--- Start GIVEN TEXT ---

I want to do some mining on tweets. Is there any more specific stop word list for tweets such as removing "lol" and other twitter smiley?
3 Answers
I guess you should merge ordinary stop word list, like this one or that, with the specific acronyms dictionary, e.g. this slang dictionary, or that, or that, or that (the last one seems to be the easiest for parsing, see comments here for the idea).

- 1
- 1

- 4,701
- 1
- 15
- 26
I'm not aware of a specific stopwords list, but you could get a list of most frequent single words here: http://clic.cimec.unitn.it/amac/twitter_ngram/ (download en.1grams.gz)
To detect and then ignore smilies use: https://github.com/brendano/tweetmotif
You may also find these tools useful: https://github.com/willf/segment (if you want to segment hashtags) https://github.com/amacinho/Rovereto-Twitter-Tokenizer (if you don't)

--- End GIVEN TEXT ---
--- Start DATA FOR THIS TASK ---

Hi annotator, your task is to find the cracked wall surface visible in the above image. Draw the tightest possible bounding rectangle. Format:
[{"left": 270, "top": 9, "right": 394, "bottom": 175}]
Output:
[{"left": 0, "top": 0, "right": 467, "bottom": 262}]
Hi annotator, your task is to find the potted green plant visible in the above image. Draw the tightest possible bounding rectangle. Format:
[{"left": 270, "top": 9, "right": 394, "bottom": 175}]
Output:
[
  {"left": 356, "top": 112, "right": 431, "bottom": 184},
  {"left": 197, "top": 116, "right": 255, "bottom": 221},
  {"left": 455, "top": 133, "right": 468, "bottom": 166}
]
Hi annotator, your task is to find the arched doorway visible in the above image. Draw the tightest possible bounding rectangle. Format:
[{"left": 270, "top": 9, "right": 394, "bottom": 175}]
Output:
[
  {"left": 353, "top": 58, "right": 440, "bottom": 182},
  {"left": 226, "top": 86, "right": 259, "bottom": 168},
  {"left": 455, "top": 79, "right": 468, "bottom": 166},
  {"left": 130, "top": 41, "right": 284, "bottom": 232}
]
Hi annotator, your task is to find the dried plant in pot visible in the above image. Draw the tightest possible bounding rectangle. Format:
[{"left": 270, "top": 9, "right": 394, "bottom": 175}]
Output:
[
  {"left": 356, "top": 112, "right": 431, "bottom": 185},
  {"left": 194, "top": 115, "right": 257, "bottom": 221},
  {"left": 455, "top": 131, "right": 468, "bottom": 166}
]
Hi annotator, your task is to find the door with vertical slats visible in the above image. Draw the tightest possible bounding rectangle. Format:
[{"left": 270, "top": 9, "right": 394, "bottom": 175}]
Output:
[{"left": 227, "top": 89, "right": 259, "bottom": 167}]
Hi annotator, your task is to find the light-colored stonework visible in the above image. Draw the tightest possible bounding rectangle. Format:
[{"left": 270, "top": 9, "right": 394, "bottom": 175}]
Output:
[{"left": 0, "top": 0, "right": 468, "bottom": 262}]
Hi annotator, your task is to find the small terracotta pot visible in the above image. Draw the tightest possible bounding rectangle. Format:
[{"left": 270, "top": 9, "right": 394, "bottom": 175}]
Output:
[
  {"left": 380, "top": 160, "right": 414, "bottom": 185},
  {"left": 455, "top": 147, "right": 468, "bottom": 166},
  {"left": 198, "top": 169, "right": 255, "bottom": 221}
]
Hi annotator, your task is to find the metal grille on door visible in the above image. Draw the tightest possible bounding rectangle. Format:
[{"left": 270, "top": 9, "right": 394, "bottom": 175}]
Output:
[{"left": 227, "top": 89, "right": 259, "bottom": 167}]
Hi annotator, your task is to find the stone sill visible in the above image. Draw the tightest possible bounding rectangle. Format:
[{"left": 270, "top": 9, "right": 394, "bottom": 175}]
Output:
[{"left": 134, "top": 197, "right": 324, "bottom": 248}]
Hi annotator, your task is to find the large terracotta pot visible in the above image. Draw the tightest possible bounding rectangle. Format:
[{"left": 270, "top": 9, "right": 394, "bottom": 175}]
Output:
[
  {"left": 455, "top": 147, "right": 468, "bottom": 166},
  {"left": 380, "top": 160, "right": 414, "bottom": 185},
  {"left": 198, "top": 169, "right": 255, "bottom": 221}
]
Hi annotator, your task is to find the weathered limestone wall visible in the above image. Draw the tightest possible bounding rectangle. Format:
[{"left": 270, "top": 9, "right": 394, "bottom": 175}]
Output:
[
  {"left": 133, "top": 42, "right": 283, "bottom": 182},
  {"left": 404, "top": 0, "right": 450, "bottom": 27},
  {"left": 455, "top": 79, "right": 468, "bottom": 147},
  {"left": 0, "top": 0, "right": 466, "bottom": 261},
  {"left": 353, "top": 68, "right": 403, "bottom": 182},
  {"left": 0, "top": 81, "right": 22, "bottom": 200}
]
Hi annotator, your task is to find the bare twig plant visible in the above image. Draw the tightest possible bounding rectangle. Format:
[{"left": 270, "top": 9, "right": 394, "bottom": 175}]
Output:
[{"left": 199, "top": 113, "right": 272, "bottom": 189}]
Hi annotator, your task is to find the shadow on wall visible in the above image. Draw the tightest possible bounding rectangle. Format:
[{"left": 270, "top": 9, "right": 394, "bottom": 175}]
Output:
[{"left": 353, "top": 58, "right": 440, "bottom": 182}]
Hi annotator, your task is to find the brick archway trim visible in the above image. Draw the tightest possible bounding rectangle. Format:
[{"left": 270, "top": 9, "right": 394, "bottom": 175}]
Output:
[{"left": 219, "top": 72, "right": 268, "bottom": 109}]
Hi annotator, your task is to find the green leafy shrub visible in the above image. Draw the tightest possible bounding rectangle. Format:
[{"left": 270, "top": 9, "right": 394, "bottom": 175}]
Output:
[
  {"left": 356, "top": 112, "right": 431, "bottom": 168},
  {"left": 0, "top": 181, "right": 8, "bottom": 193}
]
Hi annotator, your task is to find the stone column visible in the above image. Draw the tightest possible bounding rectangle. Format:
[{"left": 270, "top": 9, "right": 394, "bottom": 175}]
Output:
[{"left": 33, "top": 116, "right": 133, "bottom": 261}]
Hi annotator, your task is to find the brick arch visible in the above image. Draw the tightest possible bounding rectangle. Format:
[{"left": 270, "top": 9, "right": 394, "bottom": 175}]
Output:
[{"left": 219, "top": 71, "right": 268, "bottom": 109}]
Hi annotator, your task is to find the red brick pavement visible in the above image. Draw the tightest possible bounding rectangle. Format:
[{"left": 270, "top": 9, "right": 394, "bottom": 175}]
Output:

--- End DATA FOR THIS TASK ---

WHAT YOU NEED TO DO
1 – In the thread on stop words for tweets, what determines whether the segment tool or the Rovereto Twitter Tokenizer is suggested?
2 – Carry over the entries from the line containing "Hi annotator, your task is to find the brick archway" through the end of the entries, requests included, with 23 added to every bounding-box coordinate in the answers.

ANSWERS IN ORDER
1 – The segment tool is suggested if you want to segment hashtags. The Rovereto Twitter Tokenizer is suggested if you don't.

2 –
Hi annotator, your task is to find the brick archway trim visible in the above image. Draw the tightest possible bounding rectangle. Format:
[{"left": 270, "top": 9, "right": 394, "bottom": 175}]
Output:
[{"left": 242, "top": 95, "right": 291, "bottom": 132}]
Hi annotator, your task is to find the green leafy shrub visible in the above image. Draw the tightest possible bounding rectangle. Format:
[{"left": 270, "top": 9, "right": 394, "bottom": 175}]
Output:
[
  {"left": 379, "top": 135, "right": 454, "bottom": 191},
  {"left": 23, "top": 204, "right": 31, "bottom": 216}
]
Hi annotator, your task is to find the stone column visible in the above image. Draw the tightest possible bounding rectangle. Format:
[{"left": 270, "top": 9, "right": 394, "bottom": 175}]
Output:
[{"left": 56, "top": 139, "right": 156, "bottom": 284}]
Hi annotator, your task is to find the brick arch visible in the above image. Draw the tightest possible bounding rectangle. Format:
[{"left": 270, "top": 9, "right": 394, "bottom": 175}]
Output:
[{"left": 242, "top": 94, "right": 291, "bottom": 132}]
Hi annotator, your task is to find the red brick pavement visible in the above image. Draw the tightest possible bounding rectangle. Format:
[{"left": 270, "top": 9, "right": 394, "bottom": 175}]
Output:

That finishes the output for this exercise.